§ **Task objective**: As the answer, give a copy of each line below that includes the word "target".

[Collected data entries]
────────

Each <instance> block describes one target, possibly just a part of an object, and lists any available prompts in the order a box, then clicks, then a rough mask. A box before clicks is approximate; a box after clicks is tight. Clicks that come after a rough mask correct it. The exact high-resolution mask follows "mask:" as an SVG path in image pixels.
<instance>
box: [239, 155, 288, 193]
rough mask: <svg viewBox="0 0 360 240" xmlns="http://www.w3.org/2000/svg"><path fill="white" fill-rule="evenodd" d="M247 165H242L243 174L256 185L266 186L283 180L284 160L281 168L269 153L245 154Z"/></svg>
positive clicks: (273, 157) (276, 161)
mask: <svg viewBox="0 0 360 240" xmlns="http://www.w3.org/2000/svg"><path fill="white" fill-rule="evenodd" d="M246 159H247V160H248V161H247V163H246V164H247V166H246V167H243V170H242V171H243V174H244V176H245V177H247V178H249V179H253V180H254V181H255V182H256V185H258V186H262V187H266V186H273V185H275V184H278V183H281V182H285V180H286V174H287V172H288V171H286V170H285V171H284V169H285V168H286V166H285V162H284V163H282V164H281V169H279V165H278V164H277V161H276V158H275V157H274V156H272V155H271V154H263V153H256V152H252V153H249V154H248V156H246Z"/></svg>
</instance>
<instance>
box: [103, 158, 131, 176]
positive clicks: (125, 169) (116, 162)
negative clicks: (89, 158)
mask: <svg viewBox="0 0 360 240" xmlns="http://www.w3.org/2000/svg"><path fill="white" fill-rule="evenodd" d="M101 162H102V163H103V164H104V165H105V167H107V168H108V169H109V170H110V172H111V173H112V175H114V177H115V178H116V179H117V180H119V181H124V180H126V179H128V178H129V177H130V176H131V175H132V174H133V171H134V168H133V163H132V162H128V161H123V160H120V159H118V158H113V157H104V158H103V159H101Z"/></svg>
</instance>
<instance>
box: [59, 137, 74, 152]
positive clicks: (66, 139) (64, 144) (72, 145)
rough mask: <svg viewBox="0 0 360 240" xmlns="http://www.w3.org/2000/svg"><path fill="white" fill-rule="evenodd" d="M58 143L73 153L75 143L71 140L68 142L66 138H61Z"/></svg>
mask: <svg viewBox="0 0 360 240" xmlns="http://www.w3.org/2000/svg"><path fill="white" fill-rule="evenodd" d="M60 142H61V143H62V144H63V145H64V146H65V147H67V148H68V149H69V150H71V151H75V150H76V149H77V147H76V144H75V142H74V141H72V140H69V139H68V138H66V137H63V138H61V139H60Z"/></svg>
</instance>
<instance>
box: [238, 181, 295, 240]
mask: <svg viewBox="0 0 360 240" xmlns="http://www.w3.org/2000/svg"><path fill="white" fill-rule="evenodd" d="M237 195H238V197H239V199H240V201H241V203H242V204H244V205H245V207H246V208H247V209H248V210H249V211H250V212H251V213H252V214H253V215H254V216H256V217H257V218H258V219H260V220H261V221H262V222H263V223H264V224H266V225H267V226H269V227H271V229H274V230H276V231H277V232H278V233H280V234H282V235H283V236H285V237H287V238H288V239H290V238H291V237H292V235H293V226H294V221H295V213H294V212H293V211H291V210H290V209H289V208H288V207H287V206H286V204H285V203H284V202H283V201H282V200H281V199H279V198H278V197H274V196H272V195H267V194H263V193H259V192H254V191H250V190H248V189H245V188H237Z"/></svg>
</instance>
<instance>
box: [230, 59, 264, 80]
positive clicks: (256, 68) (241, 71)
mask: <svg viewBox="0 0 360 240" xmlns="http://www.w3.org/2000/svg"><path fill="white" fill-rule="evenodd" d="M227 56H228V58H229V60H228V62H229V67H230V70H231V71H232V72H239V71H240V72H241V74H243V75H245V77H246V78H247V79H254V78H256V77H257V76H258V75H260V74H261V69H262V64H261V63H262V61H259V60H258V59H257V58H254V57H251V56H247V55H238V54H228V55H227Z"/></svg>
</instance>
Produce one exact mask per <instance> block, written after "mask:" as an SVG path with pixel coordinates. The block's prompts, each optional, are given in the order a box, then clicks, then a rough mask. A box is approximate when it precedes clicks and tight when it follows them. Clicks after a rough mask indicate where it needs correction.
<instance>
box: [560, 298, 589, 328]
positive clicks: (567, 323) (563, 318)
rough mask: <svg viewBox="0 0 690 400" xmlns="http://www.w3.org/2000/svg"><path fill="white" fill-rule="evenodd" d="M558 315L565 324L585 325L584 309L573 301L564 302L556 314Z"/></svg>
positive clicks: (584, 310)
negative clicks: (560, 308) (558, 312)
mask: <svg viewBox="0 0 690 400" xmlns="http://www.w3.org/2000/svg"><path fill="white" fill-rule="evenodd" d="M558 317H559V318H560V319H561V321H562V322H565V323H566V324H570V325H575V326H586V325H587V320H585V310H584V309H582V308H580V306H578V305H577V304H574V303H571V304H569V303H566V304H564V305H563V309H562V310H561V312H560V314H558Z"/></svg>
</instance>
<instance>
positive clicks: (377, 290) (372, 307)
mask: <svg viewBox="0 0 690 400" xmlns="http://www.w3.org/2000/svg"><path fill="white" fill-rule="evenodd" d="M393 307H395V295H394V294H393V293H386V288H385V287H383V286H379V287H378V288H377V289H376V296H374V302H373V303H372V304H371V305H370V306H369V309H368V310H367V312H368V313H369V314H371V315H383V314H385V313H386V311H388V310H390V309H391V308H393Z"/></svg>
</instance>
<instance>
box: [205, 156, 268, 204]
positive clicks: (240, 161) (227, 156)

────────

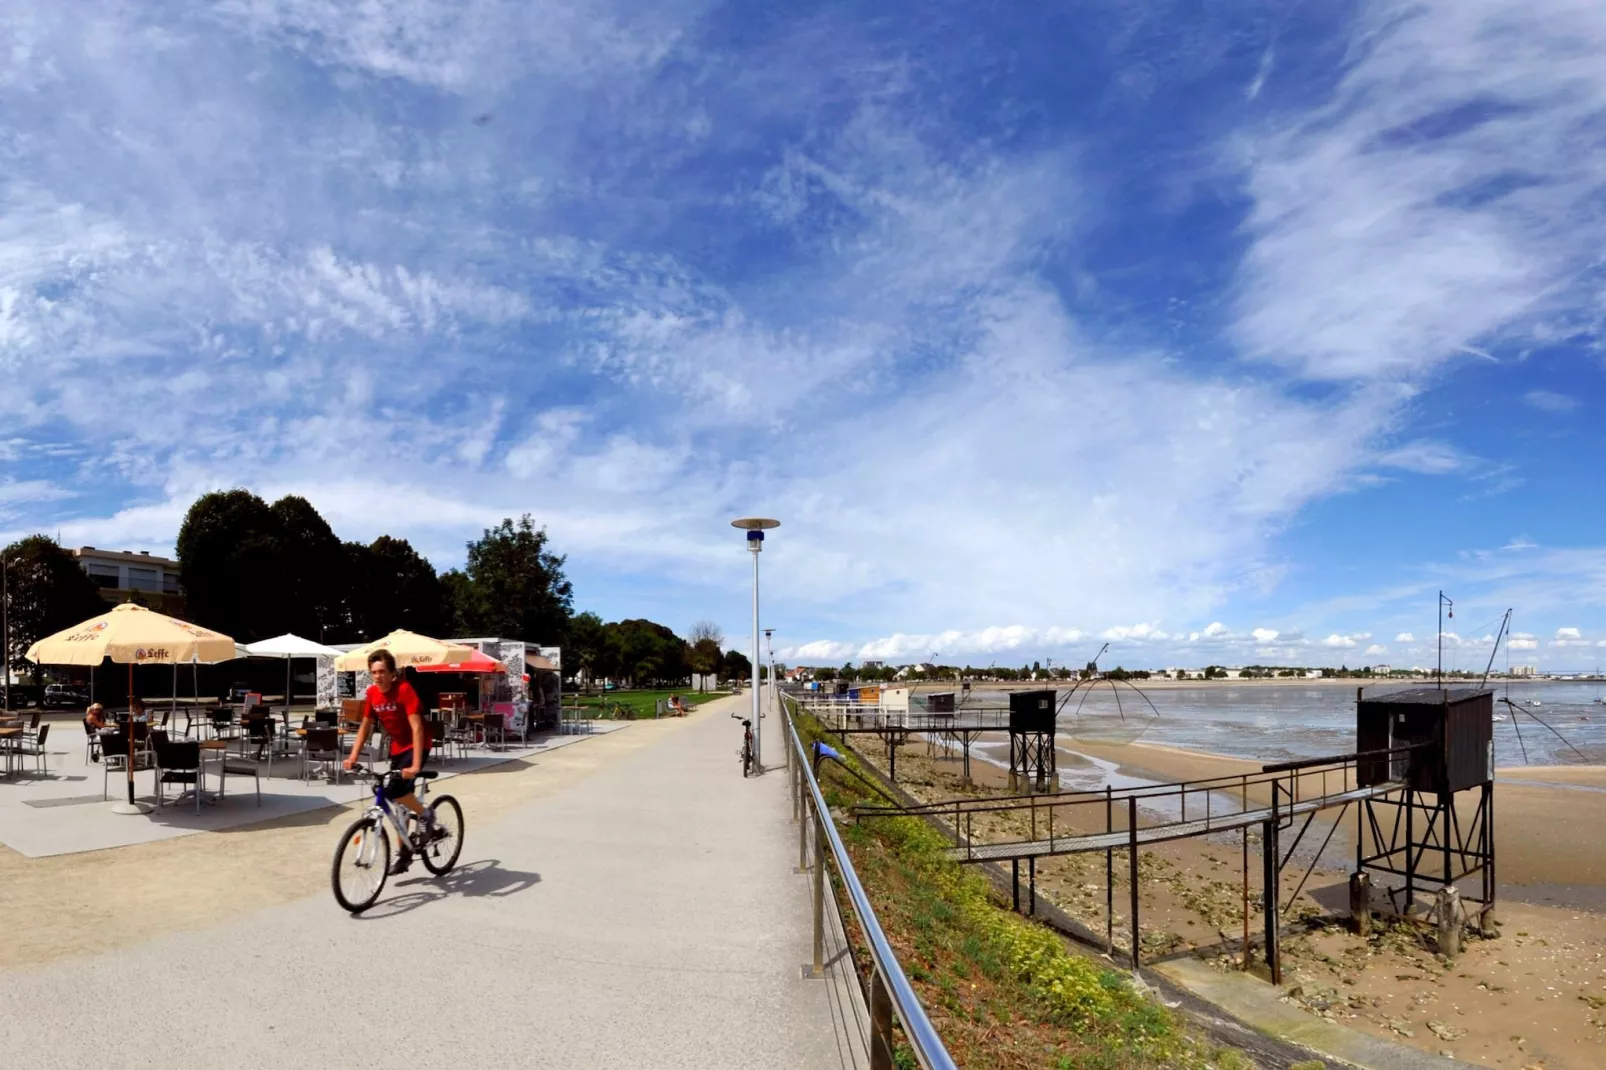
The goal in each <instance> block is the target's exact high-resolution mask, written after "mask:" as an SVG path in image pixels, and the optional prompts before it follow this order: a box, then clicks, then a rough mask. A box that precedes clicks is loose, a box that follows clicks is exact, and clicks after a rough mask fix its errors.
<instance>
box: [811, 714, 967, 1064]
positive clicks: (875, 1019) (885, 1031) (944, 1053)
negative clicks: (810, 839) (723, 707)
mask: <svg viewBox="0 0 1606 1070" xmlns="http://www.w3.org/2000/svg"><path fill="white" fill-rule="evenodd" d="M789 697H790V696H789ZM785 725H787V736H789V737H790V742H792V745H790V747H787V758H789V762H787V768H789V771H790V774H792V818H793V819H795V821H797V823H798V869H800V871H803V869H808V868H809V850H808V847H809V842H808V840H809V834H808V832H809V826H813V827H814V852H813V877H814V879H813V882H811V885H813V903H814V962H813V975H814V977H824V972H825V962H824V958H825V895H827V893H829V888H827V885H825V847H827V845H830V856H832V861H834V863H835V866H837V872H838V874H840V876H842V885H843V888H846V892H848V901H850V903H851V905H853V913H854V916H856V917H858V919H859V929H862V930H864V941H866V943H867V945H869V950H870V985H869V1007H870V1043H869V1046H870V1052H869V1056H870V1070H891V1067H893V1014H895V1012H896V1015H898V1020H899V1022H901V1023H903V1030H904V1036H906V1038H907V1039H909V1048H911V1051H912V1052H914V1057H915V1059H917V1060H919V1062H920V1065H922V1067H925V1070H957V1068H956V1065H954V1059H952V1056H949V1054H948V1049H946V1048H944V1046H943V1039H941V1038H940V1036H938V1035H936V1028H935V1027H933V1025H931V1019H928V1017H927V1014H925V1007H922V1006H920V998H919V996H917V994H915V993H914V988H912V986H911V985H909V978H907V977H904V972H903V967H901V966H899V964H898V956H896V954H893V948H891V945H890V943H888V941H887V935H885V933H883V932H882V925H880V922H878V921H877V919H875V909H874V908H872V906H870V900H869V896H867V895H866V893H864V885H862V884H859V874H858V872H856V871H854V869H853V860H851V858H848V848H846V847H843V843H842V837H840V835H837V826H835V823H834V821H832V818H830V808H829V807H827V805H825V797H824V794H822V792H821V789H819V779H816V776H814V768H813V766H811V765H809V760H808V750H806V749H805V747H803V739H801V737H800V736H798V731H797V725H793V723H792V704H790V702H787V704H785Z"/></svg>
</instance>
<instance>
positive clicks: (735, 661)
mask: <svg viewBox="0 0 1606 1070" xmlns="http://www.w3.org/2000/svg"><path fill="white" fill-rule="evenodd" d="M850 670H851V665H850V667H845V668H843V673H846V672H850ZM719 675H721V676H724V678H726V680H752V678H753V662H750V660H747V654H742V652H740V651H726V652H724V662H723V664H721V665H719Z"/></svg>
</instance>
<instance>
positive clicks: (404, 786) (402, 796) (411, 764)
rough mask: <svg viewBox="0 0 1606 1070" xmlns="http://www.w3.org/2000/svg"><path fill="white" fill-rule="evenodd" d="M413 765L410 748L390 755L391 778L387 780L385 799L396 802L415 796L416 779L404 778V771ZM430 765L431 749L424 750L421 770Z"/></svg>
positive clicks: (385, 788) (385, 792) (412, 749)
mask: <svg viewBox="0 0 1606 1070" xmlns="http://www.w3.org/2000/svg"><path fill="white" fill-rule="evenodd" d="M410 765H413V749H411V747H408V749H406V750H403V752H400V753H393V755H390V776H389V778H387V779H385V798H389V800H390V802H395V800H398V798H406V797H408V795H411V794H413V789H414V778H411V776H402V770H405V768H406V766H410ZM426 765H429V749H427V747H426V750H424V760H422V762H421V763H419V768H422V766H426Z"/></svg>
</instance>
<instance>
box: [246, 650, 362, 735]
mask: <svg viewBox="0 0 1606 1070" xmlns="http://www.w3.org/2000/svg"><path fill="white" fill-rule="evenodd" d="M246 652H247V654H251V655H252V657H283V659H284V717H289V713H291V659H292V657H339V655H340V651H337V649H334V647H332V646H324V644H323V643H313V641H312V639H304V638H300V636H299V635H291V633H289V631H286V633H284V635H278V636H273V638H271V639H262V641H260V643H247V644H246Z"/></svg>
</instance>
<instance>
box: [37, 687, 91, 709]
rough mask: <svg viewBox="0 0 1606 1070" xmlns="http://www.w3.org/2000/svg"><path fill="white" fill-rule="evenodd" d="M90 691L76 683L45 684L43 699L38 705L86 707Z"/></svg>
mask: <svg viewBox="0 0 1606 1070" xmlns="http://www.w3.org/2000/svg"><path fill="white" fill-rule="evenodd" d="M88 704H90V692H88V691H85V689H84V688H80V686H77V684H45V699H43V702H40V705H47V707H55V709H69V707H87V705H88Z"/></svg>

────────

§ **Answer for the task**:
Each <instance> block describes one target, possibly just a part of an object, and lists any available prompts in the order a box, then clicks, then a rough mask. A box before clicks is approximate; a box after clicks is tight. Clicks that come after a rough mask correct it. The exact high-resolution mask follows "mask:" as an SVG path in image pixels.
The goal in each <instance> block is the target's exact high-resolution mask, written after "mask:" as an SVG path in image pixels, and the optional prompts before it follow this order: a box, then clicks, then a rough mask. A box that precedes clicks is loose, a box that follows clicks is exact, and clicks after a rough mask fix its errors.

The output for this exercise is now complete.